» WRITTEN EXERCISE:
In your copy, repeat the records exactly and leave out the pictures.

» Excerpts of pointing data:
** START **

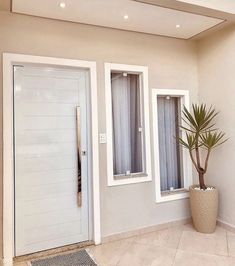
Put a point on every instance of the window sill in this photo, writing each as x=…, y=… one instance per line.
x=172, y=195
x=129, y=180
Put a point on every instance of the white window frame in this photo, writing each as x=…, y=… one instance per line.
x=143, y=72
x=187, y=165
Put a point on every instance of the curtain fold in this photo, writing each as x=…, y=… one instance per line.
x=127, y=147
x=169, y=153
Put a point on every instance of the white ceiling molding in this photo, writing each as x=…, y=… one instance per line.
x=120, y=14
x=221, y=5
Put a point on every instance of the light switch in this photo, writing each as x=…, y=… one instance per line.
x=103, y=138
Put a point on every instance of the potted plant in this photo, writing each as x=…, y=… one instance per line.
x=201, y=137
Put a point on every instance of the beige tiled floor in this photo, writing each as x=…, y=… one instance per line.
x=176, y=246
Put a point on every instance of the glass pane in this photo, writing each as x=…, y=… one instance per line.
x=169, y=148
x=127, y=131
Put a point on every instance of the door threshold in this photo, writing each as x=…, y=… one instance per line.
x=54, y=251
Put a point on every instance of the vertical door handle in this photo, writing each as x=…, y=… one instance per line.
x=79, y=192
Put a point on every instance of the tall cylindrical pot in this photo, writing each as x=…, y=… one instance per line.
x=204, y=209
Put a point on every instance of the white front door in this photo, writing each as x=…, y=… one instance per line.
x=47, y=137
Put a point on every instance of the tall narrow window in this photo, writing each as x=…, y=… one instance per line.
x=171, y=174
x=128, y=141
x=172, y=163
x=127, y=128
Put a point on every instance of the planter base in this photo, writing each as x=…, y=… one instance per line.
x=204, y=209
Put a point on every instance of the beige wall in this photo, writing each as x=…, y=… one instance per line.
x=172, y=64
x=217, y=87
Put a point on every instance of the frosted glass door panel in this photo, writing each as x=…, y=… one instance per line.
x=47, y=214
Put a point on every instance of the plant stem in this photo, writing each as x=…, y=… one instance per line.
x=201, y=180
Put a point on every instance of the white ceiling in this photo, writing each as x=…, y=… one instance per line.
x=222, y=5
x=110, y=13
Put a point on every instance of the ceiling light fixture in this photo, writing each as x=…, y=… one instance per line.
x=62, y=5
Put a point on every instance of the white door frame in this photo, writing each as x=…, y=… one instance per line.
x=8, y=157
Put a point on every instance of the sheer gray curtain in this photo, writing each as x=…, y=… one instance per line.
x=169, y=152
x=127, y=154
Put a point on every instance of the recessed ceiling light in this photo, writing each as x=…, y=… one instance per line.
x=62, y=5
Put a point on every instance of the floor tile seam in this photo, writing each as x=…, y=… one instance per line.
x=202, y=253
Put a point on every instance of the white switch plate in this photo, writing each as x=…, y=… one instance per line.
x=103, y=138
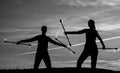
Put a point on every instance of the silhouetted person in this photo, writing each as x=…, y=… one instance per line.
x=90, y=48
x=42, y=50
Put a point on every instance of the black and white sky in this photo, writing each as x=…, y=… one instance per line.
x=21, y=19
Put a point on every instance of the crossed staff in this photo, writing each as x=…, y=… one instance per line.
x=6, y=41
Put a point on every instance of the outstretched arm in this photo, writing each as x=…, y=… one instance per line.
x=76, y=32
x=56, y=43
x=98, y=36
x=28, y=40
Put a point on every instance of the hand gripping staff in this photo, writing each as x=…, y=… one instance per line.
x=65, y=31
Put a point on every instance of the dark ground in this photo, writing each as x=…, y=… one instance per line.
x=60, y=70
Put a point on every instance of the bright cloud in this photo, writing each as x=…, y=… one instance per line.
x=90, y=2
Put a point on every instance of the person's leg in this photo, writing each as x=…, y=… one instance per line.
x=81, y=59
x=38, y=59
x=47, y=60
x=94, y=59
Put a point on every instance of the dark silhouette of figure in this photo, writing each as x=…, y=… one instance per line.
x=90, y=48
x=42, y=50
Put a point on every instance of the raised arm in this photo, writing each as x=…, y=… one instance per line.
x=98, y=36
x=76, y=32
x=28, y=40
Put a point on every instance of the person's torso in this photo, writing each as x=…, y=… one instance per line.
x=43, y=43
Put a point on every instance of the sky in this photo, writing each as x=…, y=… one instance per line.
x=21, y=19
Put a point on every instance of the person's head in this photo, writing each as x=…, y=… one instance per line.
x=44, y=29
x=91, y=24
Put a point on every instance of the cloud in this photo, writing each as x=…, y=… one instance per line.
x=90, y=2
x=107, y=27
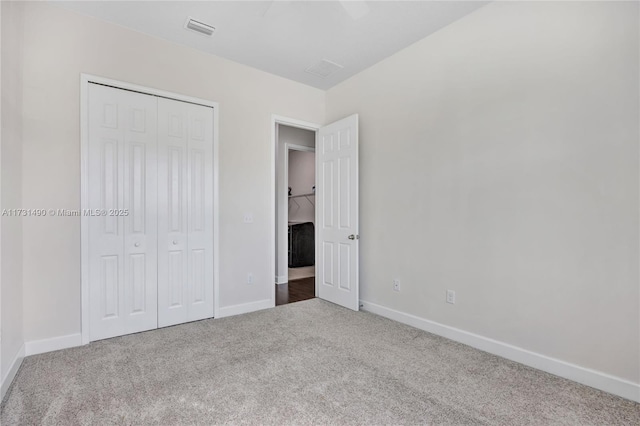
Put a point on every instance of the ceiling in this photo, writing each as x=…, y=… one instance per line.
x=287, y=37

** END **

» WORKED ANSWER:
Put a point on every instance of the window sill in this photo, writing each as x=…, y=… one instance per line.
x=172, y=195
x=129, y=180
Put a point on every instance of the white window frame in this photo, writing each as x=…, y=… one instance per line.
x=143, y=72
x=187, y=165
Put a point on every instance of the curtain fold in this photo, writing each as x=…, y=… one instance per line.
x=127, y=147
x=169, y=153
Put a point on every instance of the white ceiling molding in this photo, writing each as x=…, y=… one instance per line.
x=120, y=14
x=221, y=5
Put a point on every instance of the light switch in this photo, writing each as x=…, y=… one instance per line.
x=103, y=138
Put a point on every instance of the potted plant in this photo, writing each as x=…, y=… one instance per line.
x=201, y=137
Put a point on every instance of the beige tiled floor in this photo, writing each as x=…, y=… one instance per line.
x=176, y=246
Put a point on every instance of the glass pane in this photo, writing each as x=…, y=… one instance per line.
x=169, y=148
x=127, y=131
Put a point on every instance of the door threshold in this photo, writing each as x=…, y=… one instance per line.
x=54, y=251
Put a point on every instance of the vertical door handle in this photo, writing each as x=…, y=… one instance per line.
x=79, y=192
Put a point on every instance of the tall cylindrical pot in this photo, writing each as x=…, y=… one instance per line.
x=204, y=209
Put a point on every instance of the white front door in this photo, writing each as x=…, y=… one instance per line.
x=47, y=137
Put a point on every instance of the tall narrow window in this photo, writing each as x=…, y=… one instance per line.
x=171, y=174
x=128, y=141
x=172, y=163
x=127, y=128
Put a point on every instance of the planter base in this photo, writing each as x=…, y=… one instance per line.
x=204, y=209
Put a point on every instance of the beige wall in this photo, writing each as x=…, y=… one instance per line.
x=172, y=64
x=217, y=87
Put a point on every instance of the frosted glass door panel in this photo, writing each as x=…, y=… one instance per line.
x=47, y=214
Put a point on every instance of the plant stem in this photo, writing each as x=…, y=… one instance per line.
x=201, y=180
Put a point on every instance of the white ceiling in this photo, writing each as x=…, y=… one instance per line.
x=222, y=5
x=110, y=13
Put a point on every instance of the ceiling light fixture in this photo, writing each as x=…, y=… one instance per line.
x=62, y=5
Put a point on every instance of the white door frame in this photo, writing each as x=…, y=… one instance per line.
x=8, y=157
Put a point on every instance of the sheer gray curtain in this photo, writing each as x=…, y=… one instance per line.
x=169, y=152
x=127, y=154
Put a point on every instance of the recessed ceiling light in this photo, writing each as x=…, y=… one instance per line.
x=62, y=5
Put a point on every instance of the floor tile seam in this photo, writing each as x=…, y=… one instance per line.
x=202, y=253
Put a point on every instance of the white switch plate in this photo, writing each as x=…, y=… one instance per line.
x=103, y=138
Put a point on every instance of the silhouetted person in this photo, writing each as x=…, y=… one instance per line.
x=90, y=48
x=42, y=50
Put a point on every instance of the black and white sky in this photo, writing each as x=…, y=… one instance per line.
x=21, y=19
Put a point on every instance of the crossed staff in this photo, writing each as x=…, y=… one instance per line.
x=6, y=41
Put a point on every instance of the outstretched arm in this photo, writing each as x=…, y=… one instance per line.
x=76, y=32
x=56, y=43
x=98, y=36
x=28, y=40
Put a point on every instance of the hand gripping staff in this photo, writing each as x=…, y=… one instance per line.
x=65, y=31
Put a point on every instance of the dark ground in this photo, writing each as x=…, y=… one instance per line.
x=60, y=70
Put a point on every instance of the bright cloud in this photo, writing each as x=…, y=… one instance per line.
x=90, y=2
Put a point on every instance of the person's leg in this photo, writing each as x=…, y=… one instance per line.
x=81, y=59
x=38, y=59
x=47, y=60
x=94, y=59
Put a point on every instance of the dark silhouette of figure in this photo, writing each as x=…, y=… one instance per line.
x=90, y=48
x=42, y=50
Put a point on every instance of the raised arm in this photo, writing each as x=…, y=… one instance per line.
x=98, y=36
x=76, y=32
x=28, y=40
Put a point on every instance of the person's torso in this photo, writing each as x=…, y=… one instance per line.
x=43, y=43
Put a point on every instance of the sky in this photo, writing each as x=…, y=… one instance per line.
x=21, y=19
Put a point on every instance of the person's head in this photo, writing each as x=…, y=… one instance per line.
x=44, y=29
x=91, y=24
Put a point on every instance of the cloud in this photo, writing each as x=…, y=… one instance per line.
x=90, y=2
x=107, y=27
Put a point on every instance of the ceiling in this photo, writing each as x=…, y=… one instance per line.
x=287, y=37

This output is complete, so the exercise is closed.